Grande preoccupazione ha destato l’’annuncio di prossime trivellazioni petrolifere in acque profonde nel golfo libico della Sirte. Il timore è che possa ripetersi il disastro del Golfo del Messico con conseguenze questa volta fatali per il nostro mare. Bene se verranno prese misure di prevenzione. Ma il vero problema è che per il Mediterraneo ogni giorno transita via nave tutto il petrolio per il nostro continente e il rischio è continuo. La vera soluzione è una sola: la transizione verso un mondo senza combustibili fossili.

Descrizione del problema:
Rispondi a queste domande sul testo delle trivellazioni nel golfo della Sirte:
(a) Dove si faranno le trivellazioni petrolifere annunciate?
(b) Quale disastro si teme che possa ripetersi?
(c) Qual è, secondo il testo, l'unica vera soluzione?
I record provengono da una fonte diversa da quella del testo.

Raccolta dati:
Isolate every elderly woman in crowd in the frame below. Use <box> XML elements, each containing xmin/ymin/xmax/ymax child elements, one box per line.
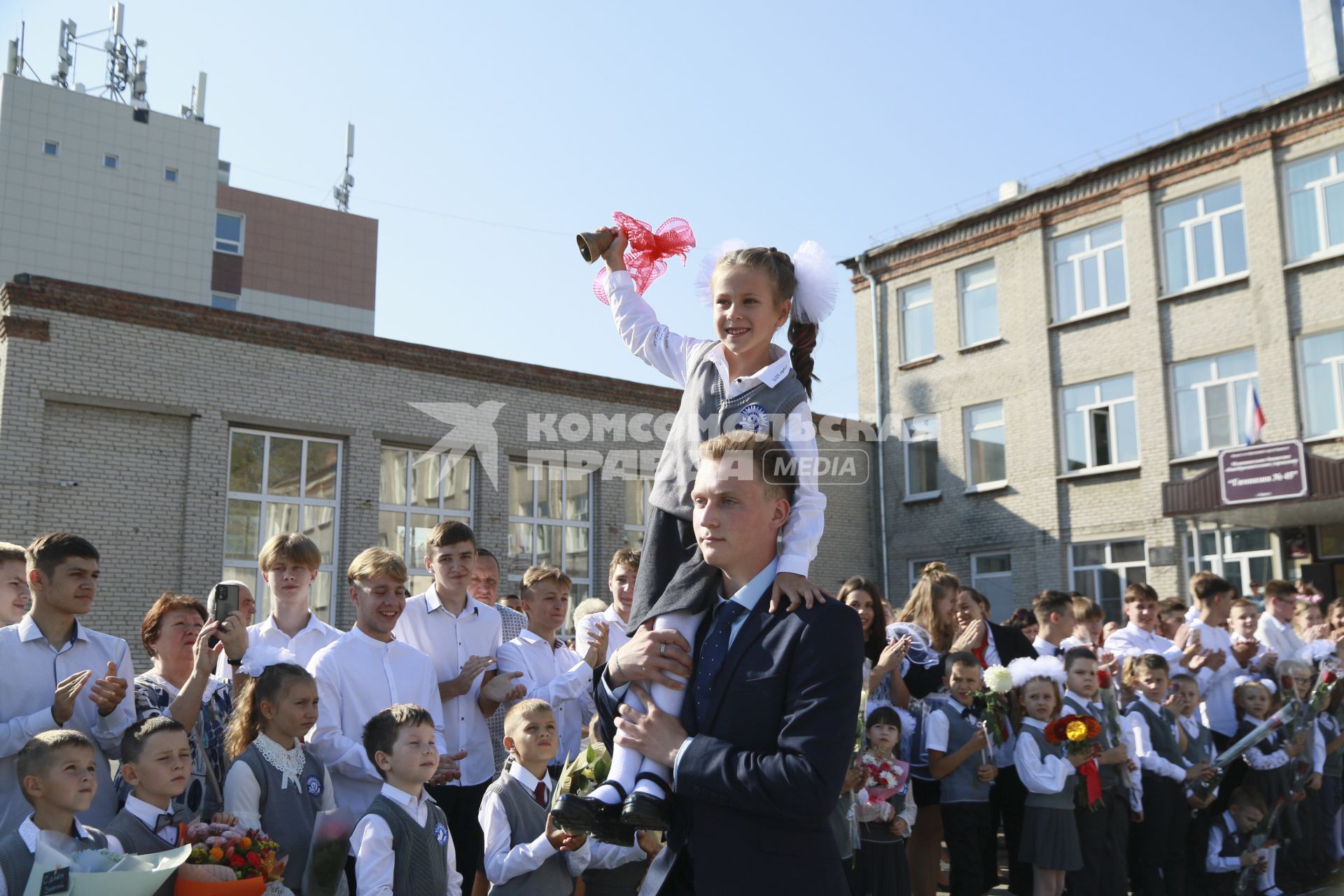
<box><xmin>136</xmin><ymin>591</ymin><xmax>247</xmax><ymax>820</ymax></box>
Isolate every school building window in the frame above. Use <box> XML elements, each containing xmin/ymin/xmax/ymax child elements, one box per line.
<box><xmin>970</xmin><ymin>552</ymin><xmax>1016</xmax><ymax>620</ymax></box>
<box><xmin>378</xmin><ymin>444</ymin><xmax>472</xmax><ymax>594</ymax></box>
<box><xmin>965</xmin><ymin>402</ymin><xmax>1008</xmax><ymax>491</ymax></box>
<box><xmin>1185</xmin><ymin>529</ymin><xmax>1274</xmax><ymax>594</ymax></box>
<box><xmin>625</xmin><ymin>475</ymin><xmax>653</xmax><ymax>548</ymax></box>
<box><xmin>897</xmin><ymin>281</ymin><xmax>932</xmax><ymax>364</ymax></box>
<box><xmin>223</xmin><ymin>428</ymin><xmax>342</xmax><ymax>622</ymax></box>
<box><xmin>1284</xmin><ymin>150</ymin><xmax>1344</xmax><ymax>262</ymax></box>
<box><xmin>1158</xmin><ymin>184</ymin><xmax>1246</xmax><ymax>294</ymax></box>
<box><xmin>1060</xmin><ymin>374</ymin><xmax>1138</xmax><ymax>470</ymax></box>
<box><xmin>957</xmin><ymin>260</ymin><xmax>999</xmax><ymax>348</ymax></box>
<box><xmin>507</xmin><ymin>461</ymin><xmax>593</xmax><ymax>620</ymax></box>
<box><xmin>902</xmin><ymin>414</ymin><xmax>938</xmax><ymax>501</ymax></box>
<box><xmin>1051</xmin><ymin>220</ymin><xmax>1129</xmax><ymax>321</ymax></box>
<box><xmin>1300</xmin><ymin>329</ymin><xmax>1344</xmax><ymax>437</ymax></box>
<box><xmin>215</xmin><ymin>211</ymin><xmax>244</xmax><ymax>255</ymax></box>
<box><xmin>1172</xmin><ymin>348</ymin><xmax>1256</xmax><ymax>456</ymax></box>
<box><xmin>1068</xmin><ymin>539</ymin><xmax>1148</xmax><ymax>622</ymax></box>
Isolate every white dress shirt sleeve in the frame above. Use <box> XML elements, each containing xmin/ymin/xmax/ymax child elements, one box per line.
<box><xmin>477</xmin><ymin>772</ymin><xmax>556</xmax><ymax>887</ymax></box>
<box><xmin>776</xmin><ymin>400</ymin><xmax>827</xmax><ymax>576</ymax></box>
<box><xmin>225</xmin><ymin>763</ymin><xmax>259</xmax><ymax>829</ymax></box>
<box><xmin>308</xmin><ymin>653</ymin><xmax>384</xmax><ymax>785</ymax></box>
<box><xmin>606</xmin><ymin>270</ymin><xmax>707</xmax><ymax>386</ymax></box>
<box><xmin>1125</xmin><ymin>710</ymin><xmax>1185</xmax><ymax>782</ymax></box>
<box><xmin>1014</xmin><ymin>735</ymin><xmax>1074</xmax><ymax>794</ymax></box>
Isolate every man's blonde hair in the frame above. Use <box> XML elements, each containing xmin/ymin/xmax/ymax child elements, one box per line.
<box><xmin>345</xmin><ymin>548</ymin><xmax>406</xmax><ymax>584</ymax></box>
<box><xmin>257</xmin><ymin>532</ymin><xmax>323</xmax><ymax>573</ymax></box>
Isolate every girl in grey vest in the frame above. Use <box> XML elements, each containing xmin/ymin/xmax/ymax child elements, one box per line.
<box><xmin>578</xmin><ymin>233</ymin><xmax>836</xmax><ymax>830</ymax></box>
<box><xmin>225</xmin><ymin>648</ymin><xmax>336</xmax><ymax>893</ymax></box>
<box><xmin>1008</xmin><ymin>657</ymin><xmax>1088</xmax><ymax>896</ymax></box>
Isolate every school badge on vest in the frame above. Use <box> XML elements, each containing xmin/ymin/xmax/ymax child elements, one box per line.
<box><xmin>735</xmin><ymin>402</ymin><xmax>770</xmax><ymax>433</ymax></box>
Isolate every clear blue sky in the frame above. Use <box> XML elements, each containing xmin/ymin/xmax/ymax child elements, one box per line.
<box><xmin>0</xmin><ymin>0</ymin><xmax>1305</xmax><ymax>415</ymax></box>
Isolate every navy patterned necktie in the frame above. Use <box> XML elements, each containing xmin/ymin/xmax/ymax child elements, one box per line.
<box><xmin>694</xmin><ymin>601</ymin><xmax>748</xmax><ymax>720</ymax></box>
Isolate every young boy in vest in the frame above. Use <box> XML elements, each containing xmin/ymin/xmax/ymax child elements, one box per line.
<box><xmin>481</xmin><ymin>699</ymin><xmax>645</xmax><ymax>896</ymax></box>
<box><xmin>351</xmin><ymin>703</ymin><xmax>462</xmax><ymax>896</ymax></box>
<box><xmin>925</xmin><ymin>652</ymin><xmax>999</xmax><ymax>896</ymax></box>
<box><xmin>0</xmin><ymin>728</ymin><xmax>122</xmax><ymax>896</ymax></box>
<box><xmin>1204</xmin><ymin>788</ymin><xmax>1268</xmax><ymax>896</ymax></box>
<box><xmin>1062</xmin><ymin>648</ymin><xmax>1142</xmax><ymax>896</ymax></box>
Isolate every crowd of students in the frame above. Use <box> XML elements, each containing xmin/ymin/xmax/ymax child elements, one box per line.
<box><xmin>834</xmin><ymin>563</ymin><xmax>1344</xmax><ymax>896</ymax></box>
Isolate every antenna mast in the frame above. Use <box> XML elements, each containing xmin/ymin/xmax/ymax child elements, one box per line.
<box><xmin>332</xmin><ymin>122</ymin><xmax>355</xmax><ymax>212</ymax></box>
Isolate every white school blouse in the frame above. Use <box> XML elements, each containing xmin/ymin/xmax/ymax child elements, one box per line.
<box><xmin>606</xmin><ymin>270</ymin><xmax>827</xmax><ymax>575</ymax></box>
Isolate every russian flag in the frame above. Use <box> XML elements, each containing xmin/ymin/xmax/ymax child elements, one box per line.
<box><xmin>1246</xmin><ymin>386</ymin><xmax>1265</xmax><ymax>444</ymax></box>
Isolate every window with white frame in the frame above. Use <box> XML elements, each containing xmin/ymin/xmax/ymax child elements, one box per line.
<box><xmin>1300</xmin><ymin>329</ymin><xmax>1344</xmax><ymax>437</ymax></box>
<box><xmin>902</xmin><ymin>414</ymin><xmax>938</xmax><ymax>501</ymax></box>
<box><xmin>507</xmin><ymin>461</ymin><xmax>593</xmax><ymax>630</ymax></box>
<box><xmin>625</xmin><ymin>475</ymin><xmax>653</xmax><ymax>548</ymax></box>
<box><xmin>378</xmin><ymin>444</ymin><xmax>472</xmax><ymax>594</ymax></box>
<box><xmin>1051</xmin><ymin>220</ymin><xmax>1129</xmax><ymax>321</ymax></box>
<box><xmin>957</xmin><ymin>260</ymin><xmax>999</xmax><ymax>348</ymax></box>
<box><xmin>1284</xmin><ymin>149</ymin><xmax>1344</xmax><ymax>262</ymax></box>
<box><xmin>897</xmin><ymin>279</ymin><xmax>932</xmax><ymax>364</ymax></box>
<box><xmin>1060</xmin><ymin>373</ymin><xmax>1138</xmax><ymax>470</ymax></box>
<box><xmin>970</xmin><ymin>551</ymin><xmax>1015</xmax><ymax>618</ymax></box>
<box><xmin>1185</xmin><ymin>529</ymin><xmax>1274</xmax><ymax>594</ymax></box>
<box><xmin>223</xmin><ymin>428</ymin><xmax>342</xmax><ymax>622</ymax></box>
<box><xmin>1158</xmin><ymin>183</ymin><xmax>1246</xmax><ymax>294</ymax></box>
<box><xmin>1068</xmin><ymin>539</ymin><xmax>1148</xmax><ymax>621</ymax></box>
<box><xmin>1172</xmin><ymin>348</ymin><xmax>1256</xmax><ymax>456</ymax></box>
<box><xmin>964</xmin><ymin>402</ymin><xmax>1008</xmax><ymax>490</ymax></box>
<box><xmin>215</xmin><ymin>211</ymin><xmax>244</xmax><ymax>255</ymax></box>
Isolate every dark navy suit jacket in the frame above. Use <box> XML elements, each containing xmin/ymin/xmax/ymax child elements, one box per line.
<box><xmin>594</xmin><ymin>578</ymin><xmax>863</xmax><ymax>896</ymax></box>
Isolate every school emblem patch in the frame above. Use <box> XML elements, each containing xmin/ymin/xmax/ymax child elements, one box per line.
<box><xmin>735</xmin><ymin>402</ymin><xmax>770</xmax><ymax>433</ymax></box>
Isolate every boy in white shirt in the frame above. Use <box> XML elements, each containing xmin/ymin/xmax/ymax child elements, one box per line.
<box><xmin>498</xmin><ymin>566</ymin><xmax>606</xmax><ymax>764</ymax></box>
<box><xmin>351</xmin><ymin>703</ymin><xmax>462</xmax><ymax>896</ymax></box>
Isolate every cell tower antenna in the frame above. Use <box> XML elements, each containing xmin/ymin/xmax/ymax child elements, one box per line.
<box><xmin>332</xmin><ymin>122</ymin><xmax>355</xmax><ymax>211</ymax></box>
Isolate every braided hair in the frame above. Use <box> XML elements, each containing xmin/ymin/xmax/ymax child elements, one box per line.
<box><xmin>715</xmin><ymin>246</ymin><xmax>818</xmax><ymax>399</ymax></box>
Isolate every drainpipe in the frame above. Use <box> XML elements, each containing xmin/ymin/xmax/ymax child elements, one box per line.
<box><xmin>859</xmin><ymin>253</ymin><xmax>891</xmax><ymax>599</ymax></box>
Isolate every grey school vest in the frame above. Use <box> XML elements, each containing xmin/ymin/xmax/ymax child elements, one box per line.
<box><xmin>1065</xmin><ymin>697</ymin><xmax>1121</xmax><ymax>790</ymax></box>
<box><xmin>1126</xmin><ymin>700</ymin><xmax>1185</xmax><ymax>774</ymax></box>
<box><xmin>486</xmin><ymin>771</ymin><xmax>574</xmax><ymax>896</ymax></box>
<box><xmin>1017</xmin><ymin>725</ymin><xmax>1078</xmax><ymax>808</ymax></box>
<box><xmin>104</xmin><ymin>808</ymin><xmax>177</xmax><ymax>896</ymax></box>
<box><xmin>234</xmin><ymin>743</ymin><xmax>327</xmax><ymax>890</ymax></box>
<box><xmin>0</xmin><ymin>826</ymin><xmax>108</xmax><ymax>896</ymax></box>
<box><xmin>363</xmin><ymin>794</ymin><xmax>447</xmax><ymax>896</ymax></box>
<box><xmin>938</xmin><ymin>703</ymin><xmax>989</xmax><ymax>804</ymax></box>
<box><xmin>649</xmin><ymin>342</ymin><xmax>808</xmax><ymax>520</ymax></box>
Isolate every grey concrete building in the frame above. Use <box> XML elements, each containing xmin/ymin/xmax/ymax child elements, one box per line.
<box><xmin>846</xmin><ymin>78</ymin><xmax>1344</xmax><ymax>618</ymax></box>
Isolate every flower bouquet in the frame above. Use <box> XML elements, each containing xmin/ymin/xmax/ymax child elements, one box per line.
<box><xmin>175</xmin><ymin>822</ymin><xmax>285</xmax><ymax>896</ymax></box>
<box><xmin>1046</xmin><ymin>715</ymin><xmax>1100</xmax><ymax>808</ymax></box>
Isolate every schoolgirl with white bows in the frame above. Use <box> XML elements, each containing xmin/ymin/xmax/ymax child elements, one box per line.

Soluzione:
(a) In acque profonde nel golfo libico della Sirte.
(b) Il disastro del Golfo del Messico.
(c) La transizione verso un mondo senza combustibili fossili.